──────── Extracted records

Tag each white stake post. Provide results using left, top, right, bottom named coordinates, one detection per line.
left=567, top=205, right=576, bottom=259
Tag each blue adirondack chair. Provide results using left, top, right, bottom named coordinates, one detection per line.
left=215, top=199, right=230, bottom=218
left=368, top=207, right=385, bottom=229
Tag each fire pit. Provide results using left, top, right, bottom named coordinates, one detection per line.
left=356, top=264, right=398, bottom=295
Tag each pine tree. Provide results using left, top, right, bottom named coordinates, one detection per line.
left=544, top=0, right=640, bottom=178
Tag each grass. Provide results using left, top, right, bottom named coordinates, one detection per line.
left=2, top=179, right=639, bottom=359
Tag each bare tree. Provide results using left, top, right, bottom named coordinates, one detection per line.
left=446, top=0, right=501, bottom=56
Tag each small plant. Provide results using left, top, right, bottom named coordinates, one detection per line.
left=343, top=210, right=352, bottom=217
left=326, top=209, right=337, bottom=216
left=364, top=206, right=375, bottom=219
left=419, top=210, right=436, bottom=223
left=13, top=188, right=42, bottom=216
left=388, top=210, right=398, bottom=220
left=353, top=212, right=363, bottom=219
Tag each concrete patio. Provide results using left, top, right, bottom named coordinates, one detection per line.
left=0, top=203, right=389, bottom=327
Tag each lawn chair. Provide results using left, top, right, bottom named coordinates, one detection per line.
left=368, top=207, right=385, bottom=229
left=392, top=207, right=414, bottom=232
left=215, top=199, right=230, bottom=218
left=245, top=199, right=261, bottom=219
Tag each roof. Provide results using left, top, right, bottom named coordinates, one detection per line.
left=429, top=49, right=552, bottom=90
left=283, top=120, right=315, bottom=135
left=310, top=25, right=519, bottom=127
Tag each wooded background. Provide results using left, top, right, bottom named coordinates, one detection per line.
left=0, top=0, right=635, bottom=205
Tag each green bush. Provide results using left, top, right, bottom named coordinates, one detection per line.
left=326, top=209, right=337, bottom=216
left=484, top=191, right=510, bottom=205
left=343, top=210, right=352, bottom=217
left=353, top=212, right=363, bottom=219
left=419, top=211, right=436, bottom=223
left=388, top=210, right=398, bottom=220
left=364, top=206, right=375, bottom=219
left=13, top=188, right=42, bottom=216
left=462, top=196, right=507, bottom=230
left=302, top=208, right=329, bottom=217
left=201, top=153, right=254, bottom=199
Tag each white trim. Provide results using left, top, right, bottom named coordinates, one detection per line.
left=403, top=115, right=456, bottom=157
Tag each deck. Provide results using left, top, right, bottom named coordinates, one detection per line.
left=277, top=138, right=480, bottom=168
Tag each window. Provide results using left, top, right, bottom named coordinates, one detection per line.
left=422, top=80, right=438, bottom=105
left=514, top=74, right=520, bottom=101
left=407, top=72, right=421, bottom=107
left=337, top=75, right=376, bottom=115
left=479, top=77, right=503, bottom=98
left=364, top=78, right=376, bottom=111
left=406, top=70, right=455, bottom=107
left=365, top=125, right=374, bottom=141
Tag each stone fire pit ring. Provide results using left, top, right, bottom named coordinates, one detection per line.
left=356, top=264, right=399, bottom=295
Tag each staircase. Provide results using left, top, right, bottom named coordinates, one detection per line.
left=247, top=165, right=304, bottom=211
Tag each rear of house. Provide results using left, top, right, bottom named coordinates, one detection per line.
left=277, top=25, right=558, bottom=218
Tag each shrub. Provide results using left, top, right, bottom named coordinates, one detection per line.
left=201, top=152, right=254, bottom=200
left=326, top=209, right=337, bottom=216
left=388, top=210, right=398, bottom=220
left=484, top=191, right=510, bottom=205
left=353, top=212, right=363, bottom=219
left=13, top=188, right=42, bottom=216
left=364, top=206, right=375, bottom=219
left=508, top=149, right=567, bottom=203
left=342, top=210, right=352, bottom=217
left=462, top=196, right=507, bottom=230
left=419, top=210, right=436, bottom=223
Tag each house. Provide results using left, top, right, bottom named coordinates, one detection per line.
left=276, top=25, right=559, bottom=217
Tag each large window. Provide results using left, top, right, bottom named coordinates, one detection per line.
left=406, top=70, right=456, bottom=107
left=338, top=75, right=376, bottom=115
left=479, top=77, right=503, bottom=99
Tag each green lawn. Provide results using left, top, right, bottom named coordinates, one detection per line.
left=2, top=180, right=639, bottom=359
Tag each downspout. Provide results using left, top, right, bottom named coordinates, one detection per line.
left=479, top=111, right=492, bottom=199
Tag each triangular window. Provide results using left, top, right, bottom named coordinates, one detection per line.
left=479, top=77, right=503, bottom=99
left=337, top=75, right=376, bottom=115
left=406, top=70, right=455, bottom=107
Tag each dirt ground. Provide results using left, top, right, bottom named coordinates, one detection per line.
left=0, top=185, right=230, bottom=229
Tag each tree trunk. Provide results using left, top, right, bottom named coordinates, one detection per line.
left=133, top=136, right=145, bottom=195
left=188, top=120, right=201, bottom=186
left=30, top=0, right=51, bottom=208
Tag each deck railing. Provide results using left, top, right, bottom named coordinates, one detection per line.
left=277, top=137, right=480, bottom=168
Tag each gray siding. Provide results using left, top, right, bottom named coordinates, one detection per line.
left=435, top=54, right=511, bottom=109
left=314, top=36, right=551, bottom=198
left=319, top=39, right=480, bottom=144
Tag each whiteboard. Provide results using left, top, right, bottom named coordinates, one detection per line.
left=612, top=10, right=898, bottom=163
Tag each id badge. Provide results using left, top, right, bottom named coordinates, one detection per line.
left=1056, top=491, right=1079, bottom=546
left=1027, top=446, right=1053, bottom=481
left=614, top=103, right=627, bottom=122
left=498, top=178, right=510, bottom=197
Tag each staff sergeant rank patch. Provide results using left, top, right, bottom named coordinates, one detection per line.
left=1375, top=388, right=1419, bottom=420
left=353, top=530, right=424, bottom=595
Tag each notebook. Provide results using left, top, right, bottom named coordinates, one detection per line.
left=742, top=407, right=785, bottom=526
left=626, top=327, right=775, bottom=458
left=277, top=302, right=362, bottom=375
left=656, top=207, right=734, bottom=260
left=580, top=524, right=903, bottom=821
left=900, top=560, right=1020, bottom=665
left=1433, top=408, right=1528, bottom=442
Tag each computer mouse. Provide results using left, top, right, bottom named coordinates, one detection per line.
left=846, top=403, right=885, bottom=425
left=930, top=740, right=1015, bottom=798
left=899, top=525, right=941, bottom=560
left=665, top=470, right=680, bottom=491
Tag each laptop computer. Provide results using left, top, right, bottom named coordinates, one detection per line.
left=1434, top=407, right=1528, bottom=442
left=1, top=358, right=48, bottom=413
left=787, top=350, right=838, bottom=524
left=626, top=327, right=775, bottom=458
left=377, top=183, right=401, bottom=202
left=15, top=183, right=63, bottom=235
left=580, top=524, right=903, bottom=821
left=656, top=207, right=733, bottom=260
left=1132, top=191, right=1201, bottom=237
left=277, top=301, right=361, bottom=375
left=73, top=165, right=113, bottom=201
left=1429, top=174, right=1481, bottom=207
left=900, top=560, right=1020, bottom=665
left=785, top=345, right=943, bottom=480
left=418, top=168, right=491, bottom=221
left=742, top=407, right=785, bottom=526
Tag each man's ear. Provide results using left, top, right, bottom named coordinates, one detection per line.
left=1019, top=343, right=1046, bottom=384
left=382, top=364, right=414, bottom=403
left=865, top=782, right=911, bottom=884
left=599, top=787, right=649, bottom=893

────────────────

*What you have to do*
An exact copy of all the entries is the required answer.

*Answer to the problem*
Tag each white stake post. Provide results using left, top, right, bottom named coordinates, one detection per line.
left=567, top=205, right=576, bottom=259
Tag each blue adirondack chair. Provide results using left, top, right, bottom named coordinates, one detection per line.
left=215, top=199, right=230, bottom=218
left=368, top=207, right=385, bottom=229
Tag each fire pit. Provide results using left, top, right, bottom named coordinates, one detection per line.
left=356, top=264, right=398, bottom=295
Tag each pine tree. Provide results using left, top, right, bottom named coordinates, one detection per line.
left=544, top=0, right=640, bottom=178
Tag each grass. Provide results using left, top, right, bottom named coordinates, one detection per line.
left=2, top=179, right=639, bottom=359
Tag each bare tree. Provide results using left, top, right, bottom named coordinates, one detection per line.
left=446, top=0, right=501, bottom=56
Tag each small plant. Provide results using left, top, right, bottom named coordinates, one detection per line.
left=343, top=210, right=352, bottom=217
left=326, top=209, right=337, bottom=216
left=364, top=206, right=375, bottom=219
left=419, top=210, right=436, bottom=223
left=13, top=188, right=42, bottom=216
left=388, top=210, right=398, bottom=220
left=353, top=212, right=363, bottom=219
Tag each concrete patio. Provide results using left, top, right, bottom named coordinates, one detection per line.
left=0, top=203, right=389, bottom=327
Tag each lawn chair. Provide results using left, top, right, bottom named coordinates, one detection per line.
left=368, top=207, right=385, bottom=229
left=392, top=207, right=414, bottom=232
left=215, top=199, right=230, bottom=218
left=245, top=199, right=261, bottom=219
Tag each roof. Provide results using left, top, right, bottom named coordinates, one detection per line.
left=429, top=49, right=552, bottom=90
left=283, top=120, right=315, bottom=135
left=310, top=25, right=519, bottom=127
Tag each wooded background. Provide results using left, top, right, bottom named coordinates, one detection per line.
left=0, top=0, right=635, bottom=205
Tag each green bush. Provide results using left, top, right, bottom named coordinates, one detection per line.
left=326, top=209, right=337, bottom=216
left=484, top=191, right=510, bottom=205
left=343, top=210, right=352, bottom=217
left=353, top=212, right=363, bottom=219
left=419, top=211, right=436, bottom=223
left=388, top=210, right=398, bottom=220
left=364, top=206, right=375, bottom=219
left=13, top=188, right=42, bottom=216
left=462, top=196, right=507, bottom=230
left=302, top=208, right=329, bottom=217
left=201, top=153, right=254, bottom=199
Tag each white trim. Provide results using left, top, right, bottom named coordinates, one detection per line.
left=403, top=115, right=456, bottom=157
Tag each deck. Provide results using left, top, right, bottom named coordinates, one detection per line.
left=277, top=138, right=480, bottom=168
Tag each window. Provide results using left, top, right, bottom named coordinates, one detection per line.
left=422, top=80, right=438, bottom=105
left=514, top=74, right=520, bottom=101
left=407, top=72, right=421, bottom=107
left=337, top=75, right=376, bottom=115
left=479, top=77, right=503, bottom=98
left=364, top=78, right=376, bottom=111
left=406, top=70, right=455, bottom=107
left=365, top=125, right=374, bottom=141
Tag each stone fire pit ring. Provide results using left, top, right, bottom named coordinates, one detection per line.
left=356, top=264, right=399, bottom=295
Tag each staircase. Provide results using left, top, right, bottom named coordinates, one detection per line.
left=247, top=165, right=304, bottom=211
Tag each rear of house. Provide results using left, top, right, bottom named coordinates, one detection per line.
left=277, top=25, right=558, bottom=218
Tag each shrub. Provide results using left, top, right, bottom named coordinates, one detection per line.
left=201, top=152, right=254, bottom=200
left=326, top=209, right=337, bottom=216
left=388, top=210, right=398, bottom=220
left=484, top=191, right=510, bottom=205
left=353, top=212, right=363, bottom=219
left=13, top=188, right=42, bottom=216
left=364, top=206, right=375, bottom=219
left=508, top=149, right=567, bottom=203
left=342, top=210, right=352, bottom=217
left=462, top=196, right=507, bottom=230
left=419, top=210, right=436, bottom=223
Tag each house. Provide results using left, top, right, bottom named coordinates, one detection per line.
left=276, top=25, right=559, bottom=217
Tag each large window. Provide results using left, top, right, bottom named coordinates, one detection per line.
left=406, top=70, right=456, bottom=107
left=338, top=75, right=376, bottom=115
left=479, top=77, right=503, bottom=99
Tag each green lawn. Provide results using left, top, right, bottom named coordinates, one detection per line.
left=2, top=180, right=639, bottom=359
Tag each downspout. Provide results using left, top, right, bottom named coordinates, one detection per line.
left=479, top=111, right=492, bottom=199
Tag each triangular window. Provide results using left, top, right, bottom named coordinates, one detection per line.
left=479, top=77, right=503, bottom=99
left=337, top=75, right=376, bottom=115
left=406, top=70, right=455, bottom=107
Tag each dirt ground. Provide results using left, top, right, bottom named coordinates, one detection per line.
left=0, top=185, right=230, bottom=229
Tag each tree trunk. Provide results using left, top, right, bottom named coordinates, one detection per line.
left=133, top=136, right=145, bottom=195
left=188, top=120, right=201, bottom=186
left=30, top=0, right=51, bottom=208
Tag each deck railing. Provide results using left, top, right, bottom named coordinates, one detection per line.
left=277, top=137, right=480, bottom=168
Tag each gray siding. Provide results using left, top, right, bottom named coordinates, one detection per line.
left=435, top=54, right=511, bottom=109
left=314, top=36, right=551, bottom=198
left=319, top=39, right=480, bottom=144
Tag each whiteboard. Provide results using left, top, right, bottom named coordinates, one detection per line.
left=612, top=10, right=898, bottom=163
Tag each id badge. Provide results using left, top, right, bottom named coordinates, one detection per line.
left=1056, top=491, right=1079, bottom=546
left=1027, top=446, right=1053, bottom=481
left=614, top=103, right=627, bottom=122
left=498, top=178, right=510, bottom=197
Tag each staff sergeant rank patch. Provide results using left, top, right, bottom named coordinates, one detection per line.
left=1375, top=388, right=1419, bottom=420
left=353, top=530, right=424, bottom=595
Tag each notebook. Provide results using left, top, right, bottom named coordinates, one detection per line.
left=742, top=407, right=785, bottom=526
left=626, top=327, right=775, bottom=458
left=277, top=302, right=362, bottom=375
left=656, top=207, right=734, bottom=260
left=580, top=524, right=903, bottom=821
left=900, top=560, right=1020, bottom=665
left=1433, top=408, right=1528, bottom=442
Tag each computer mouse. Provide results using left, top, right, bottom named coordinates, one detection per line.
left=846, top=403, right=885, bottom=425
left=930, top=740, right=1015, bottom=798
left=899, top=525, right=941, bottom=560
left=665, top=470, right=680, bottom=491
Tag each laptop computer. Provide results using left, top, right, bottom named coordinates, one detection per line.
left=1434, top=407, right=1528, bottom=442
left=1, top=358, right=48, bottom=413
left=787, top=350, right=838, bottom=524
left=626, top=327, right=775, bottom=458
left=377, top=183, right=401, bottom=202
left=15, top=183, right=63, bottom=235
left=580, top=524, right=903, bottom=821
left=656, top=207, right=733, bottom=260
left=1132, top=191, right=1201, bottom=237
left=277, top=301, right=361, bottom=375
left=73, top=165, right=113, bottom=201
left=1429, top=174, right=1481, bottom=207
left=900, top=560, right=1020, bottom=665
left=785, top=345, right=943, bottom=480
left=418, top=168, right=491, bottom=221
left=742, top=407, right=785, bottom=526
Tag each man's ear. Provide results using left, top, right, bottom named coordinates, one detection per line.
left=1019, top=343, right=1046, bottom=384
left=382, top=364, right=414, bottom=403
left=865, top=782, right=911, bottom=884
left=599, top=787, right=649, bottom=893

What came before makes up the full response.